» **What the task requires**: From the passage below on codebreaking in 1941, list every person, place and cipher system it mentions by name.

» **Extract provided**:

In 1941, the codebreaking teams who were listening to the Nazi codes being sent throughout occupied Europe began to notice the normal Enigma signals had changed. At first, it seemed that they would be indecipherable, but on August 30th 1941, that all changed. A German operator had sent a coded 4,000 character message which had later been requested again by its recipient due to its length. Normally the internal rotor positions would have been changed before any message was sent, but this didn't happen. On its own intercepting the same message twice wouldn't have helped those at Bletchley, but the operator had decided to use abbreviations and different punctuation to help speed up the process of sending the message again. As a result, when the messages were eventually given to Colonel Tiltman, he was able to decipher them in next to no time. However, they still didn't shed any light on what exactly made Lorenz tick, therefore he handed the task over to Tutte, who was asked to "see what you can make of these".

» **Material supplied**:
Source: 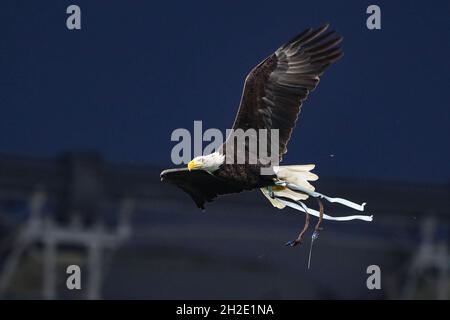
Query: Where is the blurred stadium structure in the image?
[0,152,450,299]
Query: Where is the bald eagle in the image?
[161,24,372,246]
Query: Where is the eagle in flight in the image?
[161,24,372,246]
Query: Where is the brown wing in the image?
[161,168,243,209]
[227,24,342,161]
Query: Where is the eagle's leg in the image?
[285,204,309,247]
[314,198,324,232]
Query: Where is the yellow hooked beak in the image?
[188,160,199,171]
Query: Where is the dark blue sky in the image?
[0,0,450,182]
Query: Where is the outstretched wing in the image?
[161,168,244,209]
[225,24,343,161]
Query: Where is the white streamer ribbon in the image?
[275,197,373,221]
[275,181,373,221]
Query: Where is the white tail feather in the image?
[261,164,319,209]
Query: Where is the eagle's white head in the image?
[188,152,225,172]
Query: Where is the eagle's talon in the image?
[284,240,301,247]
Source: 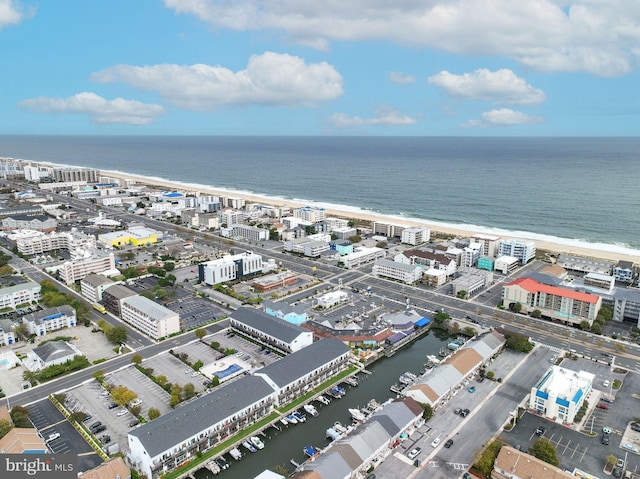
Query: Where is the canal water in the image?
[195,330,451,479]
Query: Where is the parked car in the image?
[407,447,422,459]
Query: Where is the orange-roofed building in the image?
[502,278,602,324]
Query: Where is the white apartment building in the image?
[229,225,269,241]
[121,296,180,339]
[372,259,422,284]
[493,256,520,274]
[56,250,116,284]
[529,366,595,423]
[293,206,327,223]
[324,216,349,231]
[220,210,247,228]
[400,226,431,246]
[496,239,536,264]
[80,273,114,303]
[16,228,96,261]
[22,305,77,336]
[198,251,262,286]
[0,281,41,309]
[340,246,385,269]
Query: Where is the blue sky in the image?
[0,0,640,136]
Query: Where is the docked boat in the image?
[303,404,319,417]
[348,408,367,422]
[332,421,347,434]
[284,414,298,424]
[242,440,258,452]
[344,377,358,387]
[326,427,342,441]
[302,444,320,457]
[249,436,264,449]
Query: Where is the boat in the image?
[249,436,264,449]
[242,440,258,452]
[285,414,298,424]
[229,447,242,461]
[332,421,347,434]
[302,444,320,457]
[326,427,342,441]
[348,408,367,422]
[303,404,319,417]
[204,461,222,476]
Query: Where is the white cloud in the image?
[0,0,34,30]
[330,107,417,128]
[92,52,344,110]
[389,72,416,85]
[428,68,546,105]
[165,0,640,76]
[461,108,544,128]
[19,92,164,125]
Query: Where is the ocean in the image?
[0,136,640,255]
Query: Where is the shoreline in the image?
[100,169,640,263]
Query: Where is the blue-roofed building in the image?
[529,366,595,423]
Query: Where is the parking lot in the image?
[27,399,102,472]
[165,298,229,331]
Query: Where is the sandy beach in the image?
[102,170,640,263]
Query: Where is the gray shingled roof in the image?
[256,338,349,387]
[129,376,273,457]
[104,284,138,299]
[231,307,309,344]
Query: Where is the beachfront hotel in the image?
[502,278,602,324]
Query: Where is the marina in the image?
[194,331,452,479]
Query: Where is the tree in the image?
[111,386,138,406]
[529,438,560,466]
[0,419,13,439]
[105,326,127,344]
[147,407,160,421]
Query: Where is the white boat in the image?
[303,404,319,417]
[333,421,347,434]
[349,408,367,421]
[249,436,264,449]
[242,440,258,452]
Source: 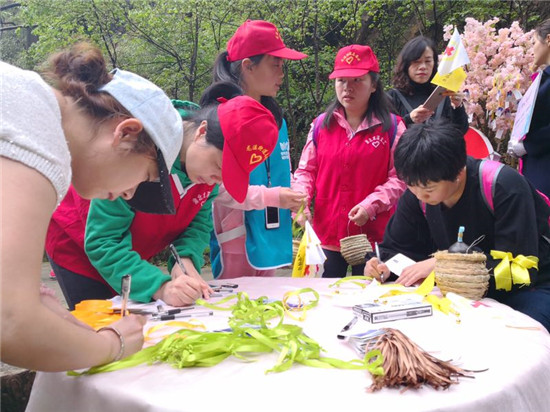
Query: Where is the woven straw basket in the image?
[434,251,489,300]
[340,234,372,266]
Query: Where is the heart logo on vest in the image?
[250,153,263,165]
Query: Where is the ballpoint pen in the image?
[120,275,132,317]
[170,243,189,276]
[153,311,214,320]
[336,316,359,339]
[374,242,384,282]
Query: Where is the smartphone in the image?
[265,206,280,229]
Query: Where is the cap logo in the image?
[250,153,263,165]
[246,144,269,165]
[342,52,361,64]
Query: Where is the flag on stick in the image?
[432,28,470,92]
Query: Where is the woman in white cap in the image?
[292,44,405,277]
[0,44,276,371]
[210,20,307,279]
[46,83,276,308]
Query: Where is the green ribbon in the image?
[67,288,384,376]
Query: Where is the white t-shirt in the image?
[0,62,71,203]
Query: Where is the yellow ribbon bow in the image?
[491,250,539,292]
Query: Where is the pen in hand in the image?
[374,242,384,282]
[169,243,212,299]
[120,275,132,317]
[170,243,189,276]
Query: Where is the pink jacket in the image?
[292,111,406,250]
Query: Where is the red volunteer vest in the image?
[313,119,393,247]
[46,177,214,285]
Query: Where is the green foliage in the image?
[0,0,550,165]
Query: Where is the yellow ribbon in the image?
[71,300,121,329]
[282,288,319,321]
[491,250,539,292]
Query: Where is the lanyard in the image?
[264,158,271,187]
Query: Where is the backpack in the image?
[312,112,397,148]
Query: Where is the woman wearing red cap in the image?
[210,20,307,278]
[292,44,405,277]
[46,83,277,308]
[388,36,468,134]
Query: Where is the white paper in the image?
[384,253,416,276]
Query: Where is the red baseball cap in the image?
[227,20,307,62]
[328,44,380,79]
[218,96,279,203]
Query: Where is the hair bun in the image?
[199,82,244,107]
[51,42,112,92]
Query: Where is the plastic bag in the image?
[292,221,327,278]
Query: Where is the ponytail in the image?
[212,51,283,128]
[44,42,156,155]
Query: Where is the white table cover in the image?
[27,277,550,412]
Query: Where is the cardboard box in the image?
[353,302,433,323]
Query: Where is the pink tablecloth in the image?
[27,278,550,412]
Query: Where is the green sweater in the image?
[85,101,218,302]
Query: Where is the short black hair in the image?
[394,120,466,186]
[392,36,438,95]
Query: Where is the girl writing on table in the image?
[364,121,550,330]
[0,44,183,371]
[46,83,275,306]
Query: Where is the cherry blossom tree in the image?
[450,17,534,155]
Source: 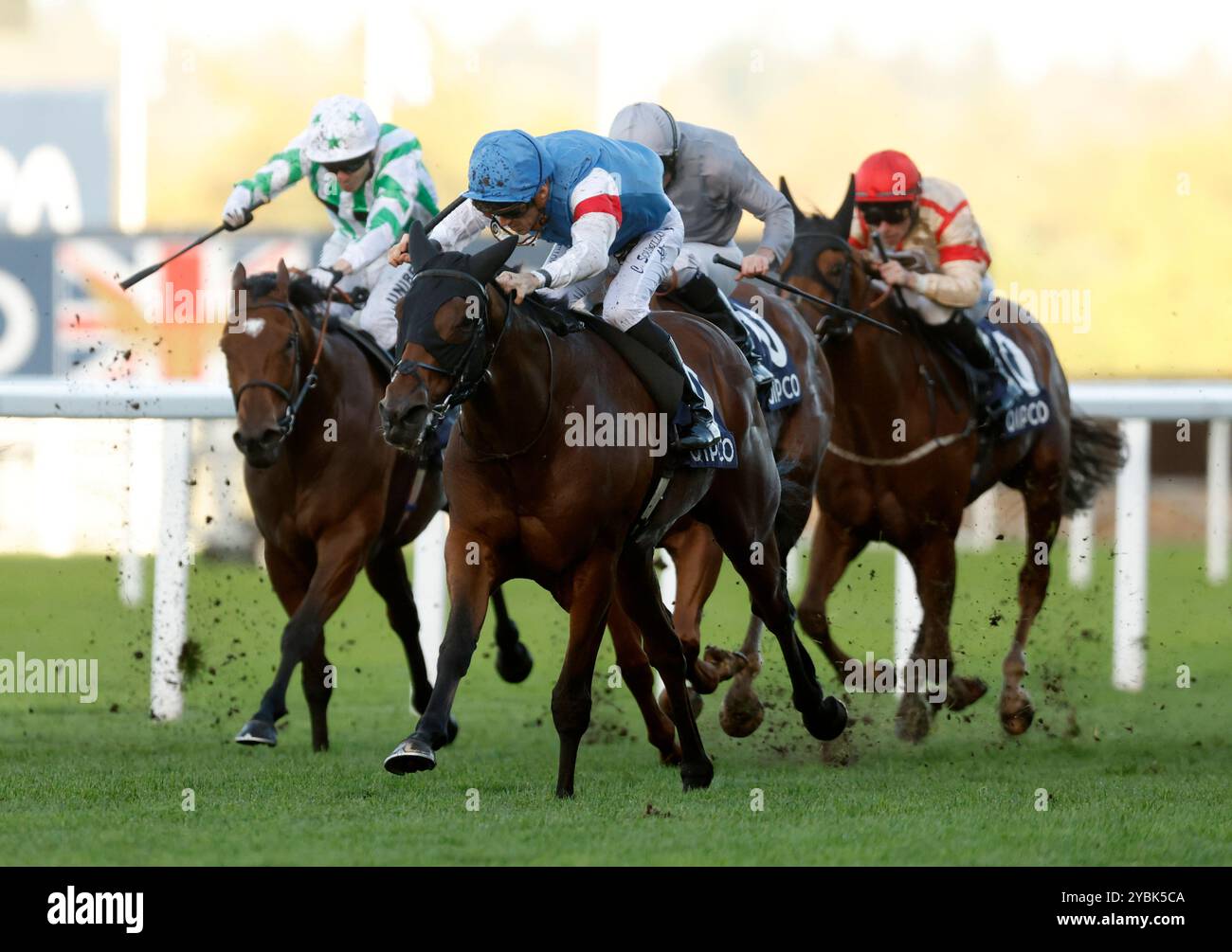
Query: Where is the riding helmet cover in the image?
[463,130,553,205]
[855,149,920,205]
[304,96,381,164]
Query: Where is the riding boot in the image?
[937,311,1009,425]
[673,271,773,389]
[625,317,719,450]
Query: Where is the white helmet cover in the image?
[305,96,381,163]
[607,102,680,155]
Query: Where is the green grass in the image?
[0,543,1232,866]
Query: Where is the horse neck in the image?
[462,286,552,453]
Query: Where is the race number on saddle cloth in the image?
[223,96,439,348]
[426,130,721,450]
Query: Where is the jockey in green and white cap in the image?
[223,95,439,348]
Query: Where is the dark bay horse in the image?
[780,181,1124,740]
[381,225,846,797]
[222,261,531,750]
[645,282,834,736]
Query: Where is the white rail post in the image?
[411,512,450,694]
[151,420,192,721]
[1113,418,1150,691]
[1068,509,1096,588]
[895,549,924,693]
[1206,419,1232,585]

» **Output of the exercise**:
People: Colonel Tiltman, Tutte
Places: Europe, Bletchley
Cipher systems: Enigma, Lorenz